Given request A — In the passage on self-aware autonomous vehicles below, rewrite the paragraph that begins "Self-awareness in AVs is a crucial capability" as a short list that keeps its main facts.
Given request B — Write the next part of the passage on self-aware autonomous vehicles below, picking up right after its last sentence.

>> Start Text to read

Self-awareness in AVs is a crucial capability that enables the system to comprehend its internal state while monitoring external environmental conditions. This is achieved through the integration of exteroceptive sensors (e.g., LiDAR, cameras, radar) and proprioceptive sensors (e.g., Inertial Measurement Units (IMUs), steering angle sensors, wheel speed sensors), enabling AVs to perceive both external obstacles and their own motion [4,5]. The ability to interpret and fuse data from multiple sensor sources [6,7] forms the basis of a self-aware AV, allowing it to understand its surroundings, detect anomalies, and adjust its motion accordingly.

AVs require precise and accurate perception of their surroundings to navigate safely in dynamic environments. Therefore, advanced sensors and data processing techniques are necessary to accomplish this goal [8,9]. It is also possible to significantly enhance driving performance and safety by adding additional sensors [10,11,12] that monitor physiological signals. A significant advantage of LiDAR sensors is their ability to map the environment in 3D and provide greater accuracy in distance detection and measurement compared to traditional cameras [13,14]. Nevertheless, preprocessing the dense 3D point clouds generated by LiDAR is essential for removing noise and obtaining relevant information [15]. An object’s position, velocity, count, and classification can be determined using LiDAR sensors, which provide a 3D model of the surrounding environment. Multi-Target Tracking (MTT) for AVs involves the detection and tracking of multiple objects at once. Traditionally, detection-based tracking has been used in computer vision. However, it has now been adapted for use with LiDAR data [16]. As part of MTT, LiDAR data are segmented into meaningful clusters and tracked over successive frames in order to provide AVs with an understanding of their surroundings [17].

>> End Text to read
>> Start Recorded data

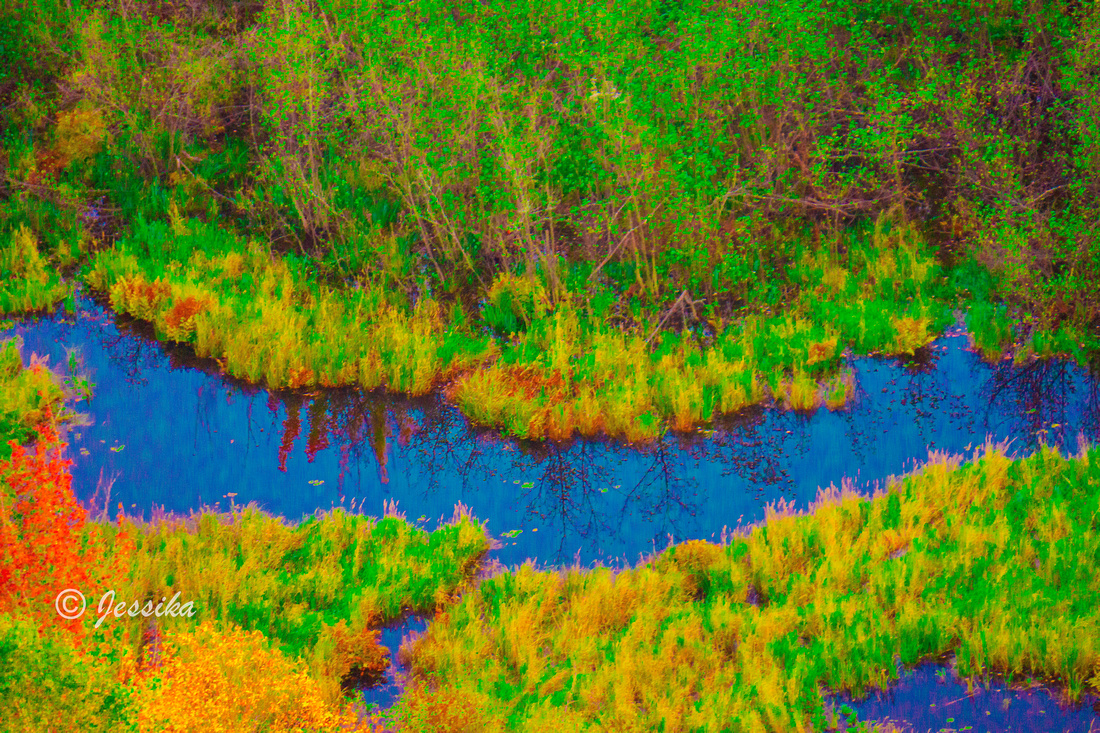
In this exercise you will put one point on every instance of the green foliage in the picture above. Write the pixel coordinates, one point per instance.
(992, 560)
(43, 679)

>> End Recorded data

Answer A —
- Self-awareness lets an AV understand its own internal state while it watches conditions around it.
- Exteroceptive sensors (LiDAR, cameras, radar) let it sense outside obstacles.
- Proprioceptive sensors (IMUs, steering angle sensors, wheel speed sensors) let it sense its own motion.
- Combining data from these several sources is the basis of a self-aware AV. It lets the vehicle understand its surroundings, spot anomalies, and adjust how it moves.

Answer B —
The use of sensor fusion techniques, which integrate LiDAR and radar data, has been investigated in a variety of research areas in order to improve target perception and detection performance in AV systems [18]. The use of deep learning frameworks for classifying landmarks has been proposed as a means of optimising vehicle localization [19]. In addition, LiDAR and camera data have been integrated to improve environmental perception [20]. Multiple object detection and tracking (MODT) algorithms, which employ multiple 3D LiDARs, are used to enhance tracking accuracy by utilizing grid-based clustering techniques and advanced filtering techniques [21]. Nunes et al. [22] proposed a method for learning 3D LiDAR data based on temporal association representations. It is, however, often overlooked in these studies that the interaction between dynamic and static objects needs to be modeled. With our approach, we provide a framework that not only categorizes static and dynamic tracks, but also examines how ego vehicle clusters interact with track clusters. AVs require, indeed, interaction modeling to gain self-awareness [23] and improve their navigation and decision-making capabilities.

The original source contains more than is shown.